Question courte 1 = D'après le passage fourni, à quoi sert l'aumônerie des étudiants et des jeunes professionnels ?

Ne 2, 1-8 ; Ps 136 ; Lc 9, 57-62
Chers amis,
En cette messe de rentrée des étudiants et jeunes professionnels, l’Évangile de ce jour nous interroge sur ce que signifie être disciple de Jésus, avec ces trois personnes qui veulent suivre Jésus. Pourquoi, d’ailleurs, veulent-elles le suivre ? Nous pensons qu’elles ont entendu sa prédication et que ses paroles les ont touchées, et qu’ainsi elles peuvent penser que Jésus est vraiment le Messie attendu, ou en tout cas, celui qui peut les libérer du mal, les conduire sur un chemin de vie. Elles ont raison, bien sûr, de vouloir suivre Jésus pour cela, mais elles ne se rendent pas compte de ce que cela signifie. Elles ne se rendent pas compte à quoi cela engage d’être disciple de Jésus, à quoi cela engage de le suivre. L ’aumônerie des étudiants et des jeunes professionnels est précisément là pour vous aider à devenir disciples de Jésus et pour donner à chacun les moyens de le suivre.
Je voudrais évoquer avec vous trois aspects qui me semblent essentiels.

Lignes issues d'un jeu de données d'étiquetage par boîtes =

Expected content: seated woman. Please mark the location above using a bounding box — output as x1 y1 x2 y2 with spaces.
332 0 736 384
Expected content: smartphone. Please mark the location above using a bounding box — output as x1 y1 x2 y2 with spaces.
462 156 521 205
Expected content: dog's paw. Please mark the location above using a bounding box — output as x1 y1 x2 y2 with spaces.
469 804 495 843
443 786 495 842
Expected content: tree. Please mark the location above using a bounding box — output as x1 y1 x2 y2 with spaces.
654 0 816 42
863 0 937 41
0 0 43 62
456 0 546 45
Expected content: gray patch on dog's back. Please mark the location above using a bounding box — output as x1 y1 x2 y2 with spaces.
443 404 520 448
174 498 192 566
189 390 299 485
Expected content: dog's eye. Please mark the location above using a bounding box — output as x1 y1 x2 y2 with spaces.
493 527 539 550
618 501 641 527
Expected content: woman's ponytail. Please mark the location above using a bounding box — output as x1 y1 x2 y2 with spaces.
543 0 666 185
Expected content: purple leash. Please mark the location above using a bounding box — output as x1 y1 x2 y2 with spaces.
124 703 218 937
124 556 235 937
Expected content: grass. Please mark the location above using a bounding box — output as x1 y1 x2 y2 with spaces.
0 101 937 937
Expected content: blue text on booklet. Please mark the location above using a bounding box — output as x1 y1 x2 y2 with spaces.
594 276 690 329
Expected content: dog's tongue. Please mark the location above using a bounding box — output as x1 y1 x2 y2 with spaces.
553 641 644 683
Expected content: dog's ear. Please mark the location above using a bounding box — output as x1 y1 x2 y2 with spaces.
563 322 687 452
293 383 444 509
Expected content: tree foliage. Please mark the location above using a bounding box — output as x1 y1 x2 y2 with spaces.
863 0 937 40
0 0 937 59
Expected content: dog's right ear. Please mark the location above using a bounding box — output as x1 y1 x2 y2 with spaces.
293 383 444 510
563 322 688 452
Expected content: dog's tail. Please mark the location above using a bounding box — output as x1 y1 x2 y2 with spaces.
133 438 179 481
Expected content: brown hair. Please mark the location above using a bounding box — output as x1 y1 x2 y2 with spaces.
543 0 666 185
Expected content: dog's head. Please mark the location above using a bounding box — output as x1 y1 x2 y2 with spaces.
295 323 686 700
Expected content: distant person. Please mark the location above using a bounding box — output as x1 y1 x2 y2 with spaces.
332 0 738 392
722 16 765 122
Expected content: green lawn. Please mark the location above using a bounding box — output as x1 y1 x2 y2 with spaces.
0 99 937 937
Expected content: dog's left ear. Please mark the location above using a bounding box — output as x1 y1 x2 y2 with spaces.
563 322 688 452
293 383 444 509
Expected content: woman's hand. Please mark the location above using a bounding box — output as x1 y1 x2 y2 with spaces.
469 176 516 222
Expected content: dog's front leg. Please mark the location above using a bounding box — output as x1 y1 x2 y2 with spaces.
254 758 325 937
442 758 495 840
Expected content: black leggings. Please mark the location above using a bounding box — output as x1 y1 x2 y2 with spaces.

Question courte 2 = Recopiez les entrées depuis leur début jusqu'à la ligne contenant « 456 0 546 45 » incluse, en renommant « smartphone » en « mobile phone » sans rien changer d'autre, s'il vous plaît. Ne donnez que ces lignes.

Réponse complète 1 = Elle est là pour aider à devenir disciples de Jésus et pour donner à chacun les moyens de le suivre.

Réponse complète 2 =
Expected content: seated woman. Please mark the location above using a bounding box — output as x1 y1 x2 y2 with spaces.
332 0 736 384
Expected content: mobile phone. Please mark the location above using a bounding box — output as x1 y1 x2 y2 with spaces.
462 156 521 205
Expected content: dog's paw. Please mark the location above using a bounding box — output as x1 y1 x2 y2 with spaces.
469 804 495 843
443 786 495 842
Expected content: tree. Please mark the location above using a bounding box — output as x1 y1 x2 y2 with spaces.
654 0 816 42
863 0 937 41
0 0 43 62
456 0 546 45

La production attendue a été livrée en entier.